## [DATA IN THIS EXERCISE]
[START]

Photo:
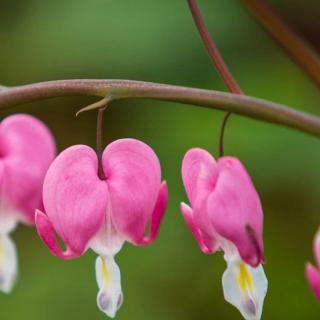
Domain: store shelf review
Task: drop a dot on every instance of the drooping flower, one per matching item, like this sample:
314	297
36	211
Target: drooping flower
26	151
87	212
226	214
313	272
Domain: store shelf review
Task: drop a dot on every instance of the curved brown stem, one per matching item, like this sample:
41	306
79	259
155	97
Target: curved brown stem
126	89
300	51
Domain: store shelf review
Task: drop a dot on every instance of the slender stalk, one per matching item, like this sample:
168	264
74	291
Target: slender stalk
127	89
213	50
222	130
219	63
299	50
101	173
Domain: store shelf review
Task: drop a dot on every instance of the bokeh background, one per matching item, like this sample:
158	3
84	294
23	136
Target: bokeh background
156	41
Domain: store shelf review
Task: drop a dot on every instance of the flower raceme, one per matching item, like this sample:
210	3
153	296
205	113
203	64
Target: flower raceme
26	150
226	214
87	212
313	272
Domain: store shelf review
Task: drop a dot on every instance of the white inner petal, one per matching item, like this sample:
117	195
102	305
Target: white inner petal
245	288
110	297
8	263
107	241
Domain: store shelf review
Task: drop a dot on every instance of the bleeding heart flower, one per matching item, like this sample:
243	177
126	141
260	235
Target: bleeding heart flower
26	151
313	272
226	215
87	212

[END]

## [OBJECTIVE]
Output all of the entries verbatim, leaving out any images.

## [FINAL ANSWER]
Photo:
Domain: store shelf review
Task: drop a dot on every instance of the drooping flower, one per matching item, like this sample:
314	297
36	211
Target: drooping flower
26	151
87	212
226	214
313	272
Domain: store shelf review
Task: drop a dot on every instance of the curved brown stem, one per matching item, like this sample:
41	306
79	259
155	97
Target: curved brown stem
126	89
300	51
Domain: store shelf review
Task: drop a dot on every instance of the slender stalk, one per matching item, like this sample:
168	264
74	291
Target: slender stalk
127	89
213	50
222	130
219	63
299	50
101	173
Domain: store shelf review
Task: drop a dot on every instance of the bokeh background, one per matching item, like this sample:
158	3
84	294
23	136
Target: bokeh background
156	41
Domain: store shelf review
Task: drop a dot on every instance of the flower raceme, one per matching item, like this sample:
210	3
153	296
205	113
203	64
Target: flower raceme
26	150
226	214
87	212
313	272
Domain: store shelf review
Task: drop a dot on every instance of the white inner petal, one per matching item, like this sample:
117	195
102	305
Target: white inner petal
245	288
110	297
8	263
107	241
Domain: store shelf review
Task: drop a dot on every instance of the bleeding heart flower, one per matching item, like this sample:
243	177
126	141
260	235
Target: bleeding heart flower
26	151
313	272
226	215
87	212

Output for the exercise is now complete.